La filosofia cristiana dal I  al XIV  sec.

(Quadro di sintesi della Filosofia cristiana a cura del Prof. Marco Giunti della Società Filosofica Italiana che vuole presentarci in modo schematico e sintetico il periodo che abbiamo appena affrontato)
Deposizione di Benedetto Antelami nel Duomo di Parma

Con la prima diffusione del Cristianesimo, cominciò ad affiancarsi alla tradizione filosofica greca una nuova tradizione, quella della filosofia cristiana. Tale tradizione, nata nel I sec. d.C., è tuttora esistente.
Essa diventò la forma di filosofia dominante in occidente a partire dalla fine del V sec. d.C., quando, a seguito degli sconvolgimenti culturali e sociali dovuti alla caduta dell'Impero Romano d'Occidente (476 d.C.), la tradizione filosofica greca si esaurì. L'evento che può essere preso come simbolo del definitivo tramonto della tradizione greca è la chiusura della scuola neoplatonica di Atene (529 d.C.) da parte dell'imperatore d'Oriente Giustiniano, fervente seguace della fede cristiana. La filosofia cristiana restò dominante in occidente fino a tutto il XIV sec.
Soltanto a partire dalla fine di quel secolo, con l'Umanesimo ed il Rinascimento, la filosofia cristiana perse il suo primato e fu nuovamente affiancata da altri tipi di indagine che, idealmente, si ricollegavano all'antica tradizione greca e che, per molti aspetti, la rinnovarono realmente.

Esercizi da svolgere.
(1) Indica se ciascuna affermazione concorda con il brano sulla filosofia cristiana, rispondendo sì o no e citando alla lettera le parole del brano che lo stabiliscono: (a) la filosofia cristiana nacque nel I secolo d.C.; (b) la scuola neoplatonica di Atene fu chiusa nel 476 d.C.; (c) la filosofia cristiana restò dominante in occidente fino a tutto il XIV secolo.
(2) Riporta dal brano sulla filosofia cristiana il passo che va da «La filosofia cristiana dal» fino a «è tuttora esistente.» compreso.
Per rispondere ci si basa soltanto sul brano.

Materiale estratto.
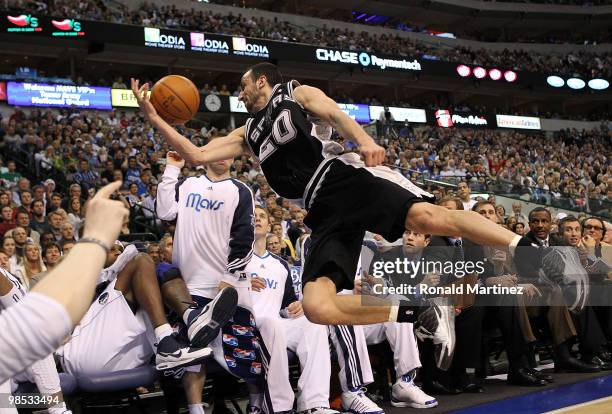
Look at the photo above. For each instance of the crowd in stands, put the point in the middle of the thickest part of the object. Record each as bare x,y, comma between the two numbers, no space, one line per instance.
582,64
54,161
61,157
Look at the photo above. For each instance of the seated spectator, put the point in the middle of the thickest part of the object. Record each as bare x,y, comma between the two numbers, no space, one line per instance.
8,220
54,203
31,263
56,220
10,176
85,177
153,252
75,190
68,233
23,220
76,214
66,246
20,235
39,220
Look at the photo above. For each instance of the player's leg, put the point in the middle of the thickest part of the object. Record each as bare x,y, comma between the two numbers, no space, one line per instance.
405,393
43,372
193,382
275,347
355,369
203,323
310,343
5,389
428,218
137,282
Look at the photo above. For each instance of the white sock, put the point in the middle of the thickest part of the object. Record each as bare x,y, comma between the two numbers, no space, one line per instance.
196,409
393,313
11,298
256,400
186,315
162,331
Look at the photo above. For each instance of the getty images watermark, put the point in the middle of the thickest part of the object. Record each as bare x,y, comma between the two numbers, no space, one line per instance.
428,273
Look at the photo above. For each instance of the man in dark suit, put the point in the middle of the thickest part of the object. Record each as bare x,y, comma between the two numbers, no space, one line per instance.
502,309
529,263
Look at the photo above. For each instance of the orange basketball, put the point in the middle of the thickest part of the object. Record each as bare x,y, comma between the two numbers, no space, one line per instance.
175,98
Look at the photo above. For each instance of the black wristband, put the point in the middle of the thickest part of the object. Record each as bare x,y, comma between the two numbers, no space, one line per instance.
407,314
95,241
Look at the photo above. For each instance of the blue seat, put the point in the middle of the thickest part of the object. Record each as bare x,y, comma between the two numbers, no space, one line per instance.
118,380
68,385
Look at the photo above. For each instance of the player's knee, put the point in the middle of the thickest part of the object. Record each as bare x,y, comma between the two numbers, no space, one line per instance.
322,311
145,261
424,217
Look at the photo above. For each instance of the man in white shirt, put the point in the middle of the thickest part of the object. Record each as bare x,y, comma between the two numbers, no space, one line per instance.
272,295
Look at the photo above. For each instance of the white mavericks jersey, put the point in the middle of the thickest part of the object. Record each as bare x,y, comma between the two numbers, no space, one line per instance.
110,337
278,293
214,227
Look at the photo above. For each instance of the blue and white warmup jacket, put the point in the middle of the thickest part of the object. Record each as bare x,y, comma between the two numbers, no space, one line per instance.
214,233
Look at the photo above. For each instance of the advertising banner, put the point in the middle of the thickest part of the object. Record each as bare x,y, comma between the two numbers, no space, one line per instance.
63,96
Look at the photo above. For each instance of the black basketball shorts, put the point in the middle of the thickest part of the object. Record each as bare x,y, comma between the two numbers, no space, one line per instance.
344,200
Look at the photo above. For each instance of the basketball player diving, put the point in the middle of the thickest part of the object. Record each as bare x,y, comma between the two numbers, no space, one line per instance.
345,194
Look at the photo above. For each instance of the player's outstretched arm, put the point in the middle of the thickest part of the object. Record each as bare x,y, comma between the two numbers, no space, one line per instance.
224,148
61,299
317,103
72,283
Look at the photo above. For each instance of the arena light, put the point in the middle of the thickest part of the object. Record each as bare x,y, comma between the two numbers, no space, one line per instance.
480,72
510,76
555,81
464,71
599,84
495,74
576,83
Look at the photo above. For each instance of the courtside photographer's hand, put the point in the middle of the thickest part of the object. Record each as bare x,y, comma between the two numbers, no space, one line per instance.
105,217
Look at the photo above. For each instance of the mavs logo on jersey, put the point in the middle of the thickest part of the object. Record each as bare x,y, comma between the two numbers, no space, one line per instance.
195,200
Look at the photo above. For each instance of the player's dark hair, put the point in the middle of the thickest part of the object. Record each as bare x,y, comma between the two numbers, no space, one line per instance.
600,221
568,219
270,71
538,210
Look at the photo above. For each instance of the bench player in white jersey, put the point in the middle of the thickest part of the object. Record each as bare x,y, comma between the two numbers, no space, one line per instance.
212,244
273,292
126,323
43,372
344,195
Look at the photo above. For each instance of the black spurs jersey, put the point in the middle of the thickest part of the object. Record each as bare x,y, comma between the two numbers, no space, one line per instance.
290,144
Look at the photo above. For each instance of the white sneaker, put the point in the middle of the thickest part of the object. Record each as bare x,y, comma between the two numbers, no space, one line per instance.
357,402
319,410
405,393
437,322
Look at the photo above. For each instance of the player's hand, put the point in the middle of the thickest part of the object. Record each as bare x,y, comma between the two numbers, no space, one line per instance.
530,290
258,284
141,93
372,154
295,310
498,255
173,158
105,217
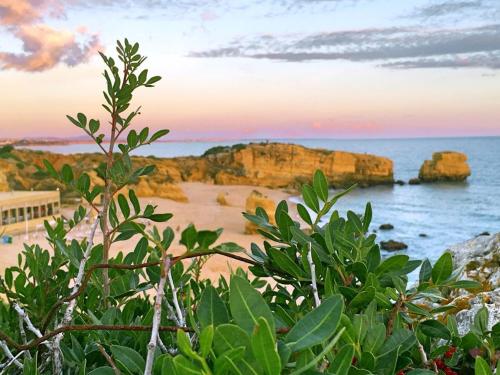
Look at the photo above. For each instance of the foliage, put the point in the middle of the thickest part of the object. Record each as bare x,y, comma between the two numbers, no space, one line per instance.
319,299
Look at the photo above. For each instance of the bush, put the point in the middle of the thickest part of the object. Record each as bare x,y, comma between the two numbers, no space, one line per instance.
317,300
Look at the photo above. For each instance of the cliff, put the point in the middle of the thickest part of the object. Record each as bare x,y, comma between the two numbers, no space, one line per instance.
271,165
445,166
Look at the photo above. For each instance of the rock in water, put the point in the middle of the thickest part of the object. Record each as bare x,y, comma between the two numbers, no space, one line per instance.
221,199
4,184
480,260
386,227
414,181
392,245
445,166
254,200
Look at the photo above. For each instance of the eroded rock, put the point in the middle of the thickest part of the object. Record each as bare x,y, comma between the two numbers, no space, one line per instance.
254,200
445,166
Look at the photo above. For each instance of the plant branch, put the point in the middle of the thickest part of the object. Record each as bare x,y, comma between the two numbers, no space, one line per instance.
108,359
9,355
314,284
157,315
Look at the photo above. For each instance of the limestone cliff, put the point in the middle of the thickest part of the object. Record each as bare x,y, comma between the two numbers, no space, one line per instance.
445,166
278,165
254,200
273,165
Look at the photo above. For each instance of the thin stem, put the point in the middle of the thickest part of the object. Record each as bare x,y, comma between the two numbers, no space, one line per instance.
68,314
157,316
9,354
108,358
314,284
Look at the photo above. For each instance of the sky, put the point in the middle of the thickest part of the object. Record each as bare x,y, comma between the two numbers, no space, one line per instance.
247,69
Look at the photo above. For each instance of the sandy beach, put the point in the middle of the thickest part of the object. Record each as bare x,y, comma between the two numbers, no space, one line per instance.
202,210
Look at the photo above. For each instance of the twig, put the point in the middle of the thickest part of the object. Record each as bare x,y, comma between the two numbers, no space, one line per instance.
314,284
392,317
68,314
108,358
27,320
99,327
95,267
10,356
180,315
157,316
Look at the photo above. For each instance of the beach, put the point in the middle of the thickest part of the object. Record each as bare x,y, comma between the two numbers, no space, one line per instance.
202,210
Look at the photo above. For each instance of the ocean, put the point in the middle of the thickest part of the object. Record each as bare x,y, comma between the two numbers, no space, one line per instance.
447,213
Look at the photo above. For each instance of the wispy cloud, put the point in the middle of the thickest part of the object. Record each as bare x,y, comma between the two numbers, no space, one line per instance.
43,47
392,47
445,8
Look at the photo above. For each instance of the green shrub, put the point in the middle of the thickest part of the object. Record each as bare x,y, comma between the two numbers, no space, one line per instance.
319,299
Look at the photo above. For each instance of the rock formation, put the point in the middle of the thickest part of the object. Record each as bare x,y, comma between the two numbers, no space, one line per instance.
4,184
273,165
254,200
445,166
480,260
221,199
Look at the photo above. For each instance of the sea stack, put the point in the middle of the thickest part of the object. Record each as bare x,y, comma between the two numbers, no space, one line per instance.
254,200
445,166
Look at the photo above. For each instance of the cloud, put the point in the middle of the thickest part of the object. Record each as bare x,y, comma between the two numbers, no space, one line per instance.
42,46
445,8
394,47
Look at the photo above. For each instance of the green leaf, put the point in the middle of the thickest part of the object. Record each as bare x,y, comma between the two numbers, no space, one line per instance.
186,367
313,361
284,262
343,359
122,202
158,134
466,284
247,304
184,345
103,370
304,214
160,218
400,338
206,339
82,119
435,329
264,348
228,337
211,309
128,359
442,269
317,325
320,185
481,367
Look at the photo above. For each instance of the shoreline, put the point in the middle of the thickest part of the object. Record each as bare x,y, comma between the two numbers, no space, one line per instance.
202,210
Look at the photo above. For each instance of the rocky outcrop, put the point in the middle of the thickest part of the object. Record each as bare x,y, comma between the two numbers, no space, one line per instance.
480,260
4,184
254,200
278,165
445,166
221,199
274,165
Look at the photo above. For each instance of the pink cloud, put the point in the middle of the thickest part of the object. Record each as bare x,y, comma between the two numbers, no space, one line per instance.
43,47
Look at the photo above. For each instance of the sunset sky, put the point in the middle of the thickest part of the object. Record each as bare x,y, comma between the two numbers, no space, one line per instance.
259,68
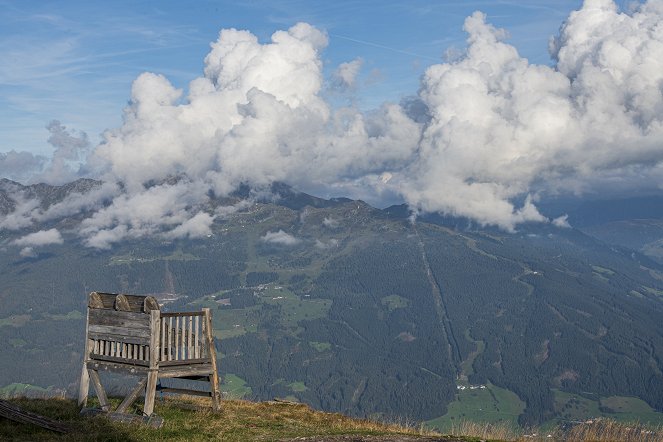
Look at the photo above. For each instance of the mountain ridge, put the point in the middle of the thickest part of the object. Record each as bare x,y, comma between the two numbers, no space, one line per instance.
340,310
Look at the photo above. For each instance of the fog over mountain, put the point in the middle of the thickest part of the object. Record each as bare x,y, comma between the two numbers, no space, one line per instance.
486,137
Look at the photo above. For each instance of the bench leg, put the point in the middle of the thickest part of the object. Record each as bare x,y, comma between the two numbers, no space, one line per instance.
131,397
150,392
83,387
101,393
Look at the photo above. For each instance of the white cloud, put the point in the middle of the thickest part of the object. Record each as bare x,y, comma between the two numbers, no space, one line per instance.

Esercizio svolto.
(1)
(a) Sì: "Tale tradizione, nata nel I sec. d.C., è tuttora esistente."
(b) No: "la chiusura della scuola neoplatonica di Atene (529 d.C.)"
(c) Sì: "La filosofia cristiana restò dominante in occidente fino a tutto il XIV sec."

(2)
La filosofia cristiana dal I  al XIV  sec.

(Quadro di sintesi della Filosofia cristiana a cura del Prof. Marco Giunti della Società Filosofica Italiana che vuole presentarci in modo schematico e sintetico il periodo che abbiamo appena affrontato)
Deposizione di Benedetto Antelami nel Duomo di Parma

Con la prima diffusione del Cristianesimo, cominciò ad affiancarsi alla tradizione filosofica greca una nuova tradizione, quella della filosofia cristiana. Tale tradizione, nata nel I sec. d.C., è tuttora esistente.